— start EXTRACT —

Posted on 14 December, 2020
With the headline launch of the NVIDIA Ampere A100 Tensor Core GPU earlier this year and the new flagship NVIDIA DGX™ A100 system designed for AI workloads featuring eight NVIDIA Ampere A100 Tensor Core GPU’s (read our unboxing article on the DGX A100 here), NVIDIA also released a sister product codenamed ‘Redstone’. This is a lower cost alternative which enables the GPU processing power of an NVIDIA HGX based system to be brought to a much wider enterprise AI/HPC audience. The Supermicro 2124GQ-NART is a compute powerhouse designed for enterprise AI, machine learning, deep learning training & inference and High Performance Compute workloads whilst featuring four NVIDIA Ampere A100 Tensor Core GPUs, two AMD EPYC™ 7002 Rome CPUs, up to 8 TB of memory and 800 Gb/s of network connectivity as standard in a small 2U chassis.
The Supermicro 2124GQ-NART is 33% the size of the NVIDIA DGX A100, 2U compared to 6U, containing 50% of the number of NVIDIA Ampere A100 Tensor Core GPU’s and 50% of the network connectivity of the larger system, the same number of CPU cores and supports for 400% more memory. The Supermicro 2124GQ-NART is truly an impressive option for any business looking for a GPU accelerated solution.
As you can see from the above image, we received the Supermicro 2124GQ-NART system into the labs at Boston and have been hard at work preparing it for demonstration and testing use by our partners and key customers. If you would like a trial of this system or any of our NVIDIA Ampere A100 based systems please let us know, we recommend you act fast as demand for these systems is highly anticipated!

— end EXTRACT —

WRITTEN REQUEST 1: Pick out every line of the records that contains the string "plate", treating uppercase and lowercase letters as different.
The server article has no connection to the records.

— start DATA —

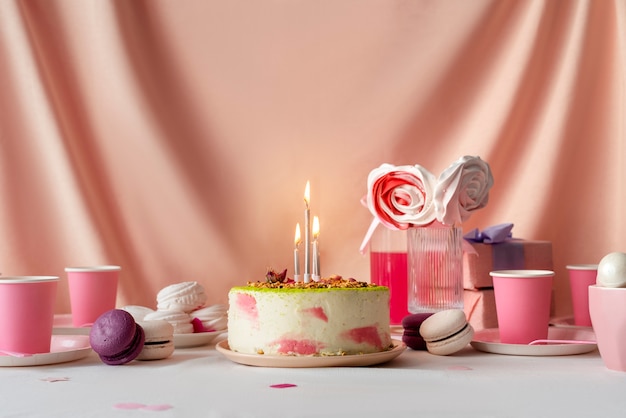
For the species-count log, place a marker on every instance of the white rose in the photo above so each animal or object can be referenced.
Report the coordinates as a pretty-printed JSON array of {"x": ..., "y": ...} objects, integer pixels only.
[{"x": 461, "y": 189}]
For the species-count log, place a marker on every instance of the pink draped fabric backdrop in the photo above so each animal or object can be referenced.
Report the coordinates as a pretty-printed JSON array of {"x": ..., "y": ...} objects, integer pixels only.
[{"x": 176, "y": 138}]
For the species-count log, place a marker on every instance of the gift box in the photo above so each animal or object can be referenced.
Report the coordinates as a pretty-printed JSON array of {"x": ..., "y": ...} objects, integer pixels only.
[
  {"x": 510, "y": 254},
  {"x": 480, "y": 308}
]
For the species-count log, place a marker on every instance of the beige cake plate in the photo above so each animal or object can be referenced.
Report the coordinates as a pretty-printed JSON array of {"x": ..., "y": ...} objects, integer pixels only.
[
  {"x": 488, "y": 340},
  {"x": 356, "y": 360}
]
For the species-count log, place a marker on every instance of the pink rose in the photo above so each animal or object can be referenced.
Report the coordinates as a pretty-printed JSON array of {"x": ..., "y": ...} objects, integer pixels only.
[
  {"x": 461, "y": 189},
  {"x": 401, "y": 196}
]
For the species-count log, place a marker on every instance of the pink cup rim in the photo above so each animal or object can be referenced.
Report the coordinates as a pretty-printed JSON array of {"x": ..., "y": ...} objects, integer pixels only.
[
  {"x": 27, "y": 279},
  {"x": 607, "y": 289},
  {"x": 92, "y": 268},
  {"x": 521, "y": 274},
  {"x": 582, "y": 266}
]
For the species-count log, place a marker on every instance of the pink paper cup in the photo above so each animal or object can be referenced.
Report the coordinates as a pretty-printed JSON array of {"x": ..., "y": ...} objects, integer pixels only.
[
  {"x": 522, "y": 304},
  {"x": 26, "y": 313},
  {"x": 93, "y": 291},
  {"x": 581, "y": 276},
  {"x": 607, "y": 307}
]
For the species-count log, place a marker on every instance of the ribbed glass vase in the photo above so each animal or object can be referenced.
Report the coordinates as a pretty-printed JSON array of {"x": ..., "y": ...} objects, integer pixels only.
[{"x": 435, "y": 268}]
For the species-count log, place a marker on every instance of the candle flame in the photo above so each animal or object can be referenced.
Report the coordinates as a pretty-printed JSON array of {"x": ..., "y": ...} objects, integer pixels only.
[
  {"x": 297, "y": 239},
  {"x": 316, "y": 227},
  {"x": 307, "y": 193}
]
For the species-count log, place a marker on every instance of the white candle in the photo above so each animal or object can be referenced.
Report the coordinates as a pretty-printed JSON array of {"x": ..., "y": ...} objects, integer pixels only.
[
  {"x": 296, "y": 255},
  {"x": 307, "y": 233},
  {"x": 316, "y": 250}
]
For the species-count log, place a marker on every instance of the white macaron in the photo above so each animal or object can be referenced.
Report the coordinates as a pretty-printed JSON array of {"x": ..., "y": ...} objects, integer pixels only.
[
  {"x": 159, "y": 342},
  {"x": 446, "y": 332}
]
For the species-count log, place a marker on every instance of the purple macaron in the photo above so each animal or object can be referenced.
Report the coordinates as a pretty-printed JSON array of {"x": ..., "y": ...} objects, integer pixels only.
[
  {"x": 411, "y": 336},
  {"x": 116, "y": 337}
]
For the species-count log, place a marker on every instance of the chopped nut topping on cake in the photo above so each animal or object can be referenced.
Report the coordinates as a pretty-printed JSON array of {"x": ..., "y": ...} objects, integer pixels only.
[{"x": 334, "y": 281}]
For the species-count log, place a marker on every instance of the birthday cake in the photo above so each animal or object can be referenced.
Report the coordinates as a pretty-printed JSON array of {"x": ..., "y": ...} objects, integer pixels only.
[{"x": 329, "y": 317}]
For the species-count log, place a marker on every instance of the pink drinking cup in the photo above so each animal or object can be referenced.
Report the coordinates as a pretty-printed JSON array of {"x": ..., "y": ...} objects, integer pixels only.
[
  {"x": 93, "y": 291},
  {"x": 27, "y": 313},
  {"x": 607, "y": 307},
  {"x": 581, "y": 276},
  {"x": 523, "y": 300}
]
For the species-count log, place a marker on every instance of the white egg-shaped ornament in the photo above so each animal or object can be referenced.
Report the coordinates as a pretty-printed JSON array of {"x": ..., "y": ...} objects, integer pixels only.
[{"x": 612, "y": 270}]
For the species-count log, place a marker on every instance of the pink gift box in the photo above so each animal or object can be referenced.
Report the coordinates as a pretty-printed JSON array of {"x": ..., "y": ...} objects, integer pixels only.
[{"x": 508, "y": 255}]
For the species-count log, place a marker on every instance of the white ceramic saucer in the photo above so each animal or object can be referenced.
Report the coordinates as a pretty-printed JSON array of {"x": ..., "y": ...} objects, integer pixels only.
[
  {"x": 488, "y": 340},
  {"x": 311, "y": 361},
  {"x": 195, "y": 339},
  {"x": 62, "y": 325},
  {"x": 63, "y": 348}
]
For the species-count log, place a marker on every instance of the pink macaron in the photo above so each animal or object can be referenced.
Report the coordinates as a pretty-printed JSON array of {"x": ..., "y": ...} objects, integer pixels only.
[{"x": 116, "y": 337}]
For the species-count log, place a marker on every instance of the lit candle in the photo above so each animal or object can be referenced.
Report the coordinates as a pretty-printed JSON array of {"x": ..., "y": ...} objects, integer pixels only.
[
  {"x": 296, "y": 256},
  {"x": 307, "y": 233},
  {"x": 316, "y": 248}
]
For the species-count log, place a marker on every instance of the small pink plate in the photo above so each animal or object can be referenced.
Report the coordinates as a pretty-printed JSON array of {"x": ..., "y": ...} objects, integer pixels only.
[
  {"x": 488, "y": 340},
  {"x": 311, "y": 361},
  {"x": 63, "y": 348}
]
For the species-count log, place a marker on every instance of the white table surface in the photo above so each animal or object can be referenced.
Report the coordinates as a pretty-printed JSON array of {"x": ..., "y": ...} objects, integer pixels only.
[{"x": 202, "y": 382}]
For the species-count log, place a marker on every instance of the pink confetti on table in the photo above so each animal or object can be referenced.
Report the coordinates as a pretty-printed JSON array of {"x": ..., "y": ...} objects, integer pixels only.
[
  {"x": 133, "y": 405},
  {"x": 459, "y": 368},
  {"x": 55, "y": 379}
]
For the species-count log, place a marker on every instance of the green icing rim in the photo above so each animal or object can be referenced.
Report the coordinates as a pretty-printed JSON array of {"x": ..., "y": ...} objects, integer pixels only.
[{"x": 308, "y": 290}]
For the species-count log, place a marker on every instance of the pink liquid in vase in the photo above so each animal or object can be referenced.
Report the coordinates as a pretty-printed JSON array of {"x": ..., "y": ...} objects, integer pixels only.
[{"x": 390, "y": 269}]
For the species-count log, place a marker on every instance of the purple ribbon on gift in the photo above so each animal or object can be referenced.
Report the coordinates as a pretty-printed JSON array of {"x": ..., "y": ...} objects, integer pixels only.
[{"x": 508, "y": 254}]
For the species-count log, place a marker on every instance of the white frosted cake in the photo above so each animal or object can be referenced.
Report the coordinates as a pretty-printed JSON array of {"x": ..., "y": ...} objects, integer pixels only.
[{"x": 330, "y": 317}]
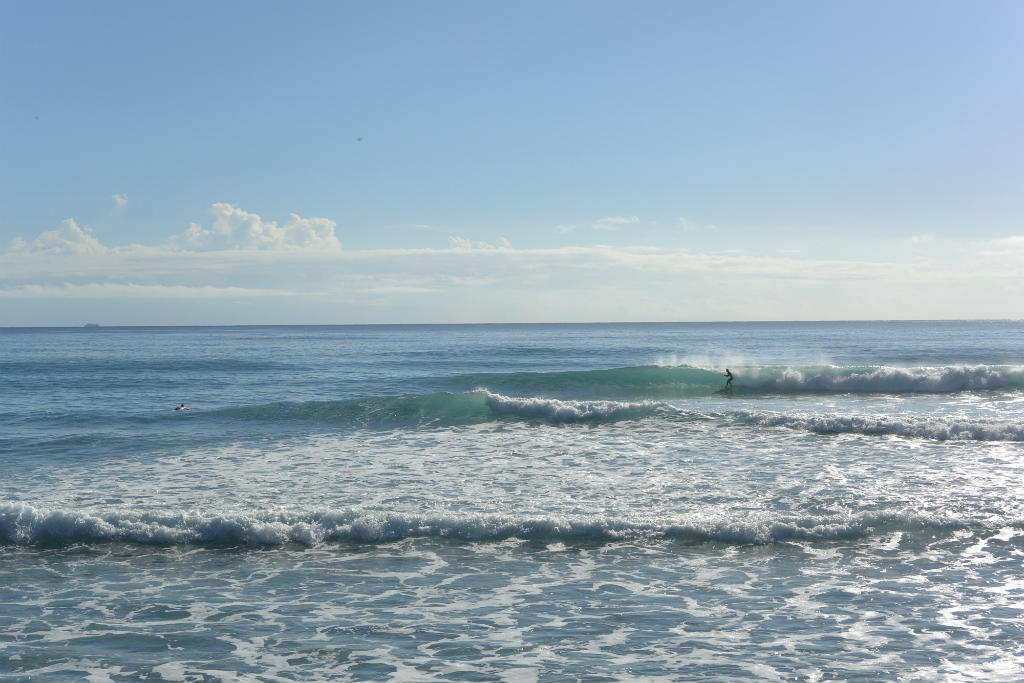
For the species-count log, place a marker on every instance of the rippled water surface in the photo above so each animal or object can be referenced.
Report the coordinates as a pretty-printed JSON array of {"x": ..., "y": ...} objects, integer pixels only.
[{"x": 519, "y": 503}]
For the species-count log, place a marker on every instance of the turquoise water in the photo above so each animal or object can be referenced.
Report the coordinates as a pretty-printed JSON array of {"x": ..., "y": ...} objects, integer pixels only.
[{"x": 516, "y": 503}]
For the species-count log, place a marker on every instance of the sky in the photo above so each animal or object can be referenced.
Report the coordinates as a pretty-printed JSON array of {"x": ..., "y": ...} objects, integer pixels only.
[{"x": 246, "y": 163}]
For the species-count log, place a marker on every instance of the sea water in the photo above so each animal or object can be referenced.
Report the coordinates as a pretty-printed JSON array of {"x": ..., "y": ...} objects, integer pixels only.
[{"x": 513, "y": 503}]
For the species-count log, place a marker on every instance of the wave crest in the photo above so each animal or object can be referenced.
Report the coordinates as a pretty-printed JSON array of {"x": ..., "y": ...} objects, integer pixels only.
[
  {"x": 942, "y": 429},
  {"x": 24, "y": 524}
]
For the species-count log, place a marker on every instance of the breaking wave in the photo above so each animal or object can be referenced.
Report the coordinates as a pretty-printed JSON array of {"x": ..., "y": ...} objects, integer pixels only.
[
  {"x": 445, "y": 409},
  {"x": 656, "y": 382},
  {"x": 25, "y": 524},
  {"x": 961, "y": 429}
]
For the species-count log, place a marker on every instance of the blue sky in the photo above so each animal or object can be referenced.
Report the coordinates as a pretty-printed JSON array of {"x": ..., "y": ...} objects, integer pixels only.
[{"x": 246, "y": 162}]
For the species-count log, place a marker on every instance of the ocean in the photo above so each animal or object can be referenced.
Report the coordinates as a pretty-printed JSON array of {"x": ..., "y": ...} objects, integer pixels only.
[{"x": 513, "y": 503}]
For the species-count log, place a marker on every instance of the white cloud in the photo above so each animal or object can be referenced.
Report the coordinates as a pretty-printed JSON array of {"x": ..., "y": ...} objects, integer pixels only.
[
  {"x": 235, "y": 228},
  {"x": 614, "y": 222},
  {"x": 462, "y": 244},
  {"x": 70, "y": 239},
  {"x": 131, "y": 291},
  {"x": 241, "y": 257}
]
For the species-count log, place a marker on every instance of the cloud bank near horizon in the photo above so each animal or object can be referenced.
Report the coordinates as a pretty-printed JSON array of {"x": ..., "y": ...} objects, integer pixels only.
[{"x": 298, "y": 272}]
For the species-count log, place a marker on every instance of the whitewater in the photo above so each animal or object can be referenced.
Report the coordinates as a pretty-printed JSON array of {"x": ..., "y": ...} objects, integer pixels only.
[{"x": 513, "y": 503}]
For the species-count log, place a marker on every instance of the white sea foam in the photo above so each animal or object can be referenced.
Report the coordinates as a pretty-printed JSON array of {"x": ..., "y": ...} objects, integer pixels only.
[
  {"x": 940, "y": 428},
  {"x": 556, "y": 411},
  {"x": 884, "y": 379},
  {"x": 23, "y": 523}
]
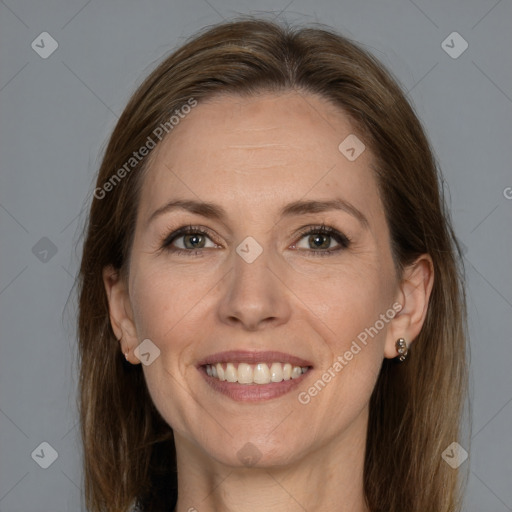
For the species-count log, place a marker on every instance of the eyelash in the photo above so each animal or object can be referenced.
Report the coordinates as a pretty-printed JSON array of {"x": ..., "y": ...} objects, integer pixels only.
[{"x": 342, "y": 239}]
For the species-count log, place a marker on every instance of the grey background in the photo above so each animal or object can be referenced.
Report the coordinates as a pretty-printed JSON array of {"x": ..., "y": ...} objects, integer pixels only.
[{"x": 57, "y": 113}]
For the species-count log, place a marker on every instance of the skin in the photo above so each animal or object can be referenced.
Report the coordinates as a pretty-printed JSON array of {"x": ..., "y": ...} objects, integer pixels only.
[{"x": 252, "y": 157}]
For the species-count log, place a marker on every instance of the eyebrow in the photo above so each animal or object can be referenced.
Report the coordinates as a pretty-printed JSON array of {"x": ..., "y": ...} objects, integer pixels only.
[{"x": 301, "y": 207}]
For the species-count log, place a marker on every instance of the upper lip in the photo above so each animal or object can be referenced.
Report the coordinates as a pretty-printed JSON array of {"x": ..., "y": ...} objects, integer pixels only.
[{"x": 245, "y": 356}]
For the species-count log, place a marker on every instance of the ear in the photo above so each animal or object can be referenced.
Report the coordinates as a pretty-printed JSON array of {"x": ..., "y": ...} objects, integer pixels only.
[
  {"x": 413, "y": 296},
  {"x": 120, "y": 311}
]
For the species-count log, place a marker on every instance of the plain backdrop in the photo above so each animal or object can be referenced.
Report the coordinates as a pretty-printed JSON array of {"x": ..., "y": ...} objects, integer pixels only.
[{"x": 57, "y": 111}]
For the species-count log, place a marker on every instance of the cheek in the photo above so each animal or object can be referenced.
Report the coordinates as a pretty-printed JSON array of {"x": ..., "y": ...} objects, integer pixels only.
[{"x": 161, "y": 299}]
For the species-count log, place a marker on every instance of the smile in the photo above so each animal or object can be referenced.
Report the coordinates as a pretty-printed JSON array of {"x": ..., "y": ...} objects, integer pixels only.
[{"x": 260, "y": 373}]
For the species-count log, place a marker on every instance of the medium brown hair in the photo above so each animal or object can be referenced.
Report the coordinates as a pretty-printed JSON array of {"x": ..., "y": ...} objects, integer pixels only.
[{"x": 416, "y": 408}]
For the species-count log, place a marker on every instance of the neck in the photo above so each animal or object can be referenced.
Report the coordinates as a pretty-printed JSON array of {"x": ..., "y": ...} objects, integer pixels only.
[{"x": 328, "y": 478}]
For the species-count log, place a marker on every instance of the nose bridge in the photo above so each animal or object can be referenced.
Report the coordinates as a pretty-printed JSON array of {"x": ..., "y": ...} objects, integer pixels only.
[{"x": 253, "y": 295}]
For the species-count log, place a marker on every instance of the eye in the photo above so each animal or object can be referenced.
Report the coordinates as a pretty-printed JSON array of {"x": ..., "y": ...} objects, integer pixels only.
[
  {"x": 320, "y": 240},
  {"x": 188, "y": 239}
]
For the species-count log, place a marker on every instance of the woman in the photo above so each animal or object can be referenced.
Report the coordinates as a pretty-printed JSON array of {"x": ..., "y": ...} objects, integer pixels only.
[{"x": 271, "y": 312}]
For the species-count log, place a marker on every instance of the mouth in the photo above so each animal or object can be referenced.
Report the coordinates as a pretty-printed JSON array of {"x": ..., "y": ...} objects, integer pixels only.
[{"x": 253, "y": 376}]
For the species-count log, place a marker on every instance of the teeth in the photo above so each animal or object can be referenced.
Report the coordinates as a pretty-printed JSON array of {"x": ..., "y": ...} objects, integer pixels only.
[{"x": 254, "y": 374}]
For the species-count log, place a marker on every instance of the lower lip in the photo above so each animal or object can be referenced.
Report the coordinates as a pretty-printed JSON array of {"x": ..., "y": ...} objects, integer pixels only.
[{"x": 252, "y": 392}]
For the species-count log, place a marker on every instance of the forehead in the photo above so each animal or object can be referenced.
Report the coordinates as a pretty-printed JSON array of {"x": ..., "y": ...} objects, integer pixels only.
[{"x": 259, "y": 153}]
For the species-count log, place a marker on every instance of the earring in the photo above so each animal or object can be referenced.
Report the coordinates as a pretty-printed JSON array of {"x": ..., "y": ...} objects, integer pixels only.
[{"x": 401, "y": 348}]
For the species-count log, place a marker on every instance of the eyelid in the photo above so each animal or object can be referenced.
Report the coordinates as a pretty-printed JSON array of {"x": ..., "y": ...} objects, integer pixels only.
[{"x": 343, "y": 240}]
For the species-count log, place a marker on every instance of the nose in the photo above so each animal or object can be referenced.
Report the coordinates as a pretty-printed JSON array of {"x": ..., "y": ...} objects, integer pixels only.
[{"x": 254, "y": 295}]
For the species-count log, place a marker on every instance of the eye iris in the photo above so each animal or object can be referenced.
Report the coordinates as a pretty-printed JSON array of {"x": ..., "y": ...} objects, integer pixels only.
[
  {"x": 193, "y": 239},
  {"x": 320, "y": 240}
]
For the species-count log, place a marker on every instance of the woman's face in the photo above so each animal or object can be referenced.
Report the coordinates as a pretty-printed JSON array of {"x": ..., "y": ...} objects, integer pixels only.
[{"x": 249, "y": 285}]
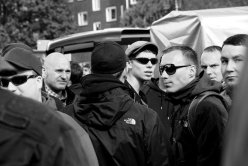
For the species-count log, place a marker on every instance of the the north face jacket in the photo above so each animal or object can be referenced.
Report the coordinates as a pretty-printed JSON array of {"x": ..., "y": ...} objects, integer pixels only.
[
  {"x": 123, "y": 133},
  {"x": 210, "y": 120}
]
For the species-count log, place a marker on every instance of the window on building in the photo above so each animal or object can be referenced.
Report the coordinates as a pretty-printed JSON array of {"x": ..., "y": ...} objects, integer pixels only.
[
  {"x": 122, "y": 11},
  {"x": 83, "y": 18},
  {"x": 96, "y": 5},
  {"x": 96, "y": 26},
  {"x": 133, "y": 2},
  {"x": 111, "y": 14}
]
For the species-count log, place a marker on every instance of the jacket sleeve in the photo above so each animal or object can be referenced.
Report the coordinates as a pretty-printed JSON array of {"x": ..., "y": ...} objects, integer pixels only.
[
  {"x": 87, "y": 150},
  {"x": 68, "y": 150},
  {"x": 156, "y": 141},
  {"x": 211, "y": 119}
]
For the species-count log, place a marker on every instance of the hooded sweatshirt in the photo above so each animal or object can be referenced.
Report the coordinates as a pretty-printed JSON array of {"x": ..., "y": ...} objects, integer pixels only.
[
  {"x": 159, "y": 101},
  {"x": 122, "y": 132},
  {"x": 211, "y": 118}
]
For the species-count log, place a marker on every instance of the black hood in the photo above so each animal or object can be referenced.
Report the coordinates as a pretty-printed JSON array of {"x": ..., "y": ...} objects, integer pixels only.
[
  {"x": 200, "y": 84},
  {"x": 103, "y": 100}
]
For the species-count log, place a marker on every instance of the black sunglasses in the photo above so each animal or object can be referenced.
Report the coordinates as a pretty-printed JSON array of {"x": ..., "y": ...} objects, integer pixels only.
[
  {"x": 16, "y": 80},
  {"x": 170, "y": 69},
  {"x": 144, "y": 61}
]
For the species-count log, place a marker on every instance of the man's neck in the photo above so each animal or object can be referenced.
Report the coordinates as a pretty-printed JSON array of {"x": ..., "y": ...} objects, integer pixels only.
[
  {"x": 57, "y": 94},
  {"x": 160, "y": 85},
  {"x": 135, "y": 83}
]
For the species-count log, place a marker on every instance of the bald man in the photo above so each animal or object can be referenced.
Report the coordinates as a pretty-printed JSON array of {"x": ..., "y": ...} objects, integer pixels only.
[{"x": 56, "y": 72}]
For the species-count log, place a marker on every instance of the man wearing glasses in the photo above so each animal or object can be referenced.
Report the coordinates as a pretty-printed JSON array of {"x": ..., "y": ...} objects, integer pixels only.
[
  {"x": 142, "y": 59},
  {"x": 27, "y": 82},
  {"x": 32, "y": 134},
  {"x": 179, "y": 78}
]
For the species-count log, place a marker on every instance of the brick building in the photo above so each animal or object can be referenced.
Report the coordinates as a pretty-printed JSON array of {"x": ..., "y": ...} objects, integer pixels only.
[{"x": 99, "y": 14}]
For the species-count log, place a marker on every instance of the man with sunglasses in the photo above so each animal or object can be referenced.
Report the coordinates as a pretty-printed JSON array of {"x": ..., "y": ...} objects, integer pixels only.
[
  {"x": 142, "y": 59},
  {"x": 32, "y": 134},
  {"x": 28, "y": 81},
  {"x": 180, "y": 80},
  {"x": 56, "y": 71}
]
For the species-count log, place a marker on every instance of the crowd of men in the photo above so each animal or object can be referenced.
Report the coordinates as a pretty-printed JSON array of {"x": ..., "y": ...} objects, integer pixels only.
[{"x": 118, "y": 113}]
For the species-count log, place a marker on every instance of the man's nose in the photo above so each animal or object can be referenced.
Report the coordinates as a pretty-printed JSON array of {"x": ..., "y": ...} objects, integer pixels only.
[
  {"x": 11, "y": 87},
  {"x": 208, "y": 70},
  {"x": 230, "y": 66},
  {"x": 164, "y": 74}
]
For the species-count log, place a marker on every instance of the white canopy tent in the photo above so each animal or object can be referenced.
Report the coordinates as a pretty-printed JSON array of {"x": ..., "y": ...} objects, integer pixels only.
[{"x": 199, "y": 28}]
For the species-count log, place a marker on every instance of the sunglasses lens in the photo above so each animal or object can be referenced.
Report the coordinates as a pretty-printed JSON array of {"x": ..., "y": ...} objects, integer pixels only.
[
  {"x": 154, "y": 61},
  {"x": 18, "y": 80},
  {"x": 144, "y": 61},
  {"x": 4, "y": 82},
  {"x": 170, "y": 69}
]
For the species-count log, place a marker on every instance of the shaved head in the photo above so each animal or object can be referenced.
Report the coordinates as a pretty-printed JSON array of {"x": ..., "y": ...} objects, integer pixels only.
[{"x": 56, "y": 71}]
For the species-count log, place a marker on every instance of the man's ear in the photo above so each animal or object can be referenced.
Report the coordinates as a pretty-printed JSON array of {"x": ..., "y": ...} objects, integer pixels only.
[
  {"x": 43, "y": 72},
  {"x": 39, "y": 81},
  {"x": 129, "y": 65},
  {"x": 192, "y": 71}
]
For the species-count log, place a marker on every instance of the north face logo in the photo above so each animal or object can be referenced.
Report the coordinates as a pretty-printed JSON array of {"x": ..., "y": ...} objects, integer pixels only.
[{"x": 130, "y": 121}]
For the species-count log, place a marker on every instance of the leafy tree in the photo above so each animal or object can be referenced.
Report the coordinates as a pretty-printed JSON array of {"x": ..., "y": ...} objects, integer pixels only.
[
  {"x": 145, "y": 12},
  {"x": 28, "y": 20}
]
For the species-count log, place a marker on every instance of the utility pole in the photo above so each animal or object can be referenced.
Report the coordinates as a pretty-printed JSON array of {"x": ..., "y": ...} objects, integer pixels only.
[{"x": 178, "y": 4}]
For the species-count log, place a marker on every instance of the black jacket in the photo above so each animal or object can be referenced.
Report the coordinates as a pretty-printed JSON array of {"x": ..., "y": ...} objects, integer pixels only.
[
  {"x": 32, "y": 134},
  {"x": 123, "y": 132},
  {"x": 211, "y": 118}
]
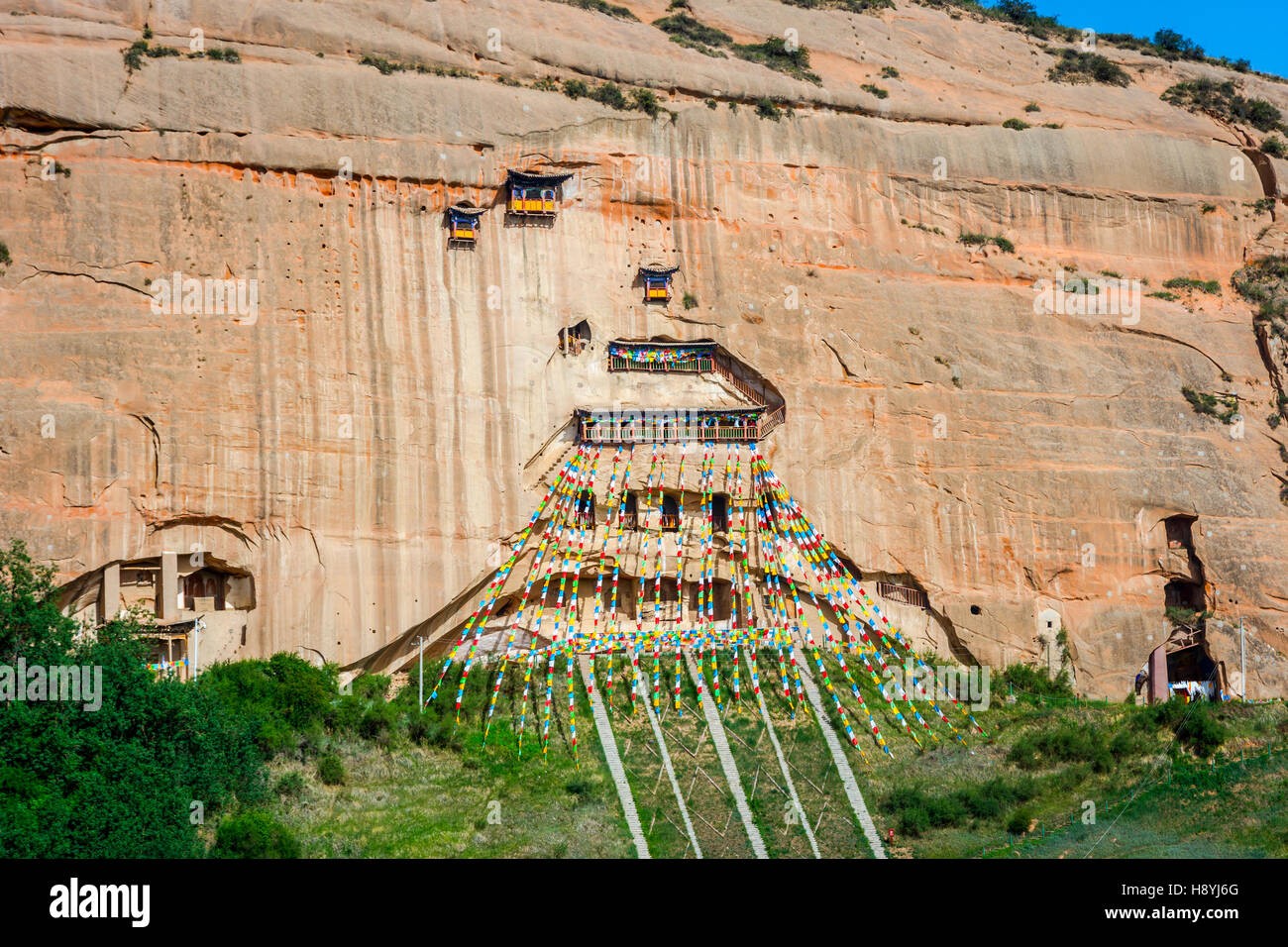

— end DATA —

WRITTEN REQUEST 2: Reproduce word for word the part of the server article that begins at the words "The Supermicro 2124GQ-NART is 33%" and stops after the words "GPU accelerated solution.".

WRITTEN RESPONSE 1:
For the species-count log, place a marker on every instance of the beige cake plate in the photo above so each animal or object can be referenced.
For the species-count log, place a marker on every instance of the small pink plate in the photo above so each animal or object can be referenced.

WRITTEN RESPONSE 2:
The Supermicro 2124GQ-NART is 33% the size of the NVIDIA DGX A100, 2U compared to 6U, containing 50% of the number of NVIDIA Ampere A100 Tensor Core GPU’s and 50% of the network connectivity of the larger system, the same number of CPU cores and supports for 400% more memory. The Supermicro 2124GQ-NART is truly an impressive option for any business looking for a GPU accelerated solution.